| PROBLEM REQUIREMENTS |
Write out the entries below exactly, from the line containing "Practice step: set one point on each instance of the hedge" through the end of the entries, including both that line and the last one.

________________________________________

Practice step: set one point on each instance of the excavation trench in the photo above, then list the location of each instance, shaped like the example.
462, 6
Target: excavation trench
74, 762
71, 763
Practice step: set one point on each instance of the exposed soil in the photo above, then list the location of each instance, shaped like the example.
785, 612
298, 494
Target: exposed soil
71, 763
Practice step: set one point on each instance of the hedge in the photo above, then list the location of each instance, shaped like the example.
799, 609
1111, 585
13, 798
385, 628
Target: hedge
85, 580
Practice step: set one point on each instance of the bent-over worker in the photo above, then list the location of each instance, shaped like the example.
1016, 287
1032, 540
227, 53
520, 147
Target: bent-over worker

________________________________________

| RESPONSE TO THE EXERCISE |
Practice step: set one point on each instance of the hedge in the photo above, then list the location of each instance, shaped like the example.
799, 609
1111, 585
13, 798
385, 628
Target: hedge
85, 580
Practice step: set one point on each instance of the bent-over worker in the photo above, then list the location of each instance, shaped like the example.
1016, 287
1032, 540
227, 53
520, 147
Target: bent-over worker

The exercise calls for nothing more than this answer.